* _Paginafragment_
== == ==

Aan de westzijde van het plangebied ligt een primaire watergang. Deze watergang heeft een belangrijke aan- en afvoerfunctie voor het plangebied, maar ook voor het stedelijk gebied ten noorden van het plangebied. Ook het hemelwater dat op de spoordijk komt wordt via de watergang afgevoerd.

De watergang heeft naast een aan- en afvoerfunctie ook een belangrijke ontwaterende functie. De watergang heeft een streefpeil van NAP-0,4 meter, een diepte van circa 0,6 meter en een breedte op de waterlijn van circa 5,2 meter.

Waterkering

Ten westen van de watergang ligt de spoordijk. Deze spoordijk is tevens een direct secundaire waterkering. Waternet geeft aan dat met de realisatie van extra oppervlaktewater rekening gehouden dient te worden met deze functie.

Compensatie verhard oppervlak

De primaire watergang wordt aan de zijde van het plangebied verbreed. Op deze wijze wordt in totaal circa 2.250 m2 meter nieuw oppervlaktewater gerealiseerd. Hiermee wordt ee toename van 2,25 hectare verhard oppervlak gecompenseerd, ruim voldoende dus om de toename van 1,0 hectare te compenseren.

Doordat de bestaande watergang enkel verbreed wordt blijft de afvoer- en aanvoerfunctie van deze watergang alsmede de ontwaterende functie gewaarborgd. In een later stadium wordt overleg met de waterbeheerder de diepte van de watergang bepaald. De diepte is momenteel 0,6 meter en kan bepalend zijn voor de stabiliteit van het dijklichaam (de waterkering).

== == ==

* _Getoond materiaal_
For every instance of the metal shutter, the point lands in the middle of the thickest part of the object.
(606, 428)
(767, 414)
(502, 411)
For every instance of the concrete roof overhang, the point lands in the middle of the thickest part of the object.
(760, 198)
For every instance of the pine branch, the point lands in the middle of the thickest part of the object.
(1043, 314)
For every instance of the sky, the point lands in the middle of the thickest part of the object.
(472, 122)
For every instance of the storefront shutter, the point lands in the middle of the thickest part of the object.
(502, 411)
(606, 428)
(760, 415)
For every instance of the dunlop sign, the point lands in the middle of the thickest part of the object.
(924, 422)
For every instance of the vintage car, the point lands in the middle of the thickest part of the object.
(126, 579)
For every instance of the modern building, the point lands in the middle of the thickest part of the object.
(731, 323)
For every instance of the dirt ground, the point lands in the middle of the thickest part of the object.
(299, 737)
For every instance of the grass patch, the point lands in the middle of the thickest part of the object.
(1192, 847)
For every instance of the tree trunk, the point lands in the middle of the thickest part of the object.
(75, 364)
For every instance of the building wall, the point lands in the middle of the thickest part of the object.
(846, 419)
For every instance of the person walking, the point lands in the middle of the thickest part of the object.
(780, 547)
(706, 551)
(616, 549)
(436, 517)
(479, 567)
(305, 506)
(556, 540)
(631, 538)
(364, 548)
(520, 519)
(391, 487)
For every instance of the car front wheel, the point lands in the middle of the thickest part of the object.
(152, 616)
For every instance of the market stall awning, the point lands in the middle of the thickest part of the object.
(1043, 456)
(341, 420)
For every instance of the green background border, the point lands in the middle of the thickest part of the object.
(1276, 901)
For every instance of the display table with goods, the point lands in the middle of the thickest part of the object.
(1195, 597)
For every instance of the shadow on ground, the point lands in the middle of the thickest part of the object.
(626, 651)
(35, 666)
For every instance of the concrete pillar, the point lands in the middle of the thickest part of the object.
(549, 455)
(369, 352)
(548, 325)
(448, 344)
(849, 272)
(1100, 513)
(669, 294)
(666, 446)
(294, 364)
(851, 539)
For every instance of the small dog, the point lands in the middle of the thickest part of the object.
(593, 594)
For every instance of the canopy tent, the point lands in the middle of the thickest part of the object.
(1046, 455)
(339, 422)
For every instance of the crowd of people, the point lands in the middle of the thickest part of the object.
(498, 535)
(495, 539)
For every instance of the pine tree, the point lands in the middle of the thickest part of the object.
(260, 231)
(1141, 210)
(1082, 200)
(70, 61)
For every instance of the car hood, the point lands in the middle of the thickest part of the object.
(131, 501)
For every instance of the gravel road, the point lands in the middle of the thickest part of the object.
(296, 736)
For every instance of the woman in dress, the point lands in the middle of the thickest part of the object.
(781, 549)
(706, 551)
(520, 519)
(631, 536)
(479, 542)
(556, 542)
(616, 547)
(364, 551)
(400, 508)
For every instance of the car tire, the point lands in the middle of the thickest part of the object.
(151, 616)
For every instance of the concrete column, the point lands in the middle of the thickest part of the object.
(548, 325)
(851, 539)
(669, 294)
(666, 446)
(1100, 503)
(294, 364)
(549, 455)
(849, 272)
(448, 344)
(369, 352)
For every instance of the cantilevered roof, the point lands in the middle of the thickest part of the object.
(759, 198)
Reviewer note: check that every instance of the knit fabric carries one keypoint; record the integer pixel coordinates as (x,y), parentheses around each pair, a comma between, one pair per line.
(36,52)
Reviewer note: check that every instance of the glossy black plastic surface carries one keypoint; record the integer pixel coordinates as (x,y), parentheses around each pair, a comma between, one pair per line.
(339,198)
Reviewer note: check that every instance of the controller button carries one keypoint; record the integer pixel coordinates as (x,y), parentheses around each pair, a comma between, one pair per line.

== == ==

* _Te maken opdrachten_
1/ Leg in één tot drie zinnen uit waarom volgens het paginafragment de functies van de watergang gewaarborgd blijven.
2/ Kloppen deze uitspraken met het paginafragment? Geef alsjeblieft per uitspraak ja of nee, met de doorslaggevende woorden letterlijk geciteerd.
(a) De watergang heeft een streefpeil van NAP-0,4 meter.
(b) De spoordijk ligt ten oosten van de watergang.
(c) Hemelwater dat op de spoordijk valt, wordt via de watergang afgevoerd.
De lijst heb je hier niet nodig.

* _Antwoorden per opdracht_
1/ De bestaande watergang wordt alleen verbreed. Daardoor blijven de afvoer- en aanvoerfunctie en ook de ontwaterende functie gewaarborgd.

2/
(a) Ja: "De watergang heeft een streefpeil van NAP-0,4 meter"
(b) Nee: "Ten westen van de watergang ligt de spoordijk."
(c) Ja: "Ook het hemelwater dat op de spoordijk komt wordt via de watergang afgevoerd."